Pasaje a revisar:
*****
De este abajamiento han participado todos los seres nobles e inocentes de este mundo; hombres y mujeres que han intuido que el ser se realiza por medio de la entrega, y que el libre abajamiento es el único lugar donde pueden restaurarse las relaciones entre los humanos. Un descenso kenótico que se revela como el verdadero camino para seguir a Cristo y la condición necesaria para proseguir su misión.
III
«Se levanta de la cena, se quita el manto y, tomando una toalla, se la ciñe; luego echa agua en la jofaina y se pone a lavar los pies a los discípulos» (Jn 13, 3-5).
Llama la atención que el evangelista Juan haya querido mantener los verbos de esta acción en tiempo presente. Tal vez, para indicarnos que el Resucitado está configurado con este gesto para siempre.
*****
Tarea a realizar:
Reproduce literalmente el fragmento del pasaje que comienza con «De este abajamiento» y continúa hasta «gesto para siempre.». Los registros no tienen relación alguna con el pasaje.
*****
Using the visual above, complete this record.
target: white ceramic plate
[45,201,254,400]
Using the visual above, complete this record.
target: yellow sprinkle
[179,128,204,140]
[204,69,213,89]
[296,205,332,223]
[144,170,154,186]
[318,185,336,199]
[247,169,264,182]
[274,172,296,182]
*****
Respuesta del ejercicio:
De este abajamiento han participado todos los seres nobles e inocentes de este mundo; hombres y mujeres que han intuido que el ser se realiza por medio de la entrega, y que el libre abajamiento es el único lugar donde pueden restaurarse las relaciones entre los humanos. Un descenso kenótico que se revela como el verdadero camino para seguir a Cristo y la condición necesaria para proseguir su misión.
III
«Se levanta de la cena, se quita el manto y, tomando una toalla, se la ciñe; luego echa agua en la jofaina y se pone a lavar los pies a los discípulos» (Jn 13, 3-5).
Llama la atención que el evangelista Juan haya querido mantener los verbos de esta acción en tiempo presente. Tal vez, para indicarnos que el Resucitado está configurado con este gesto para siempre.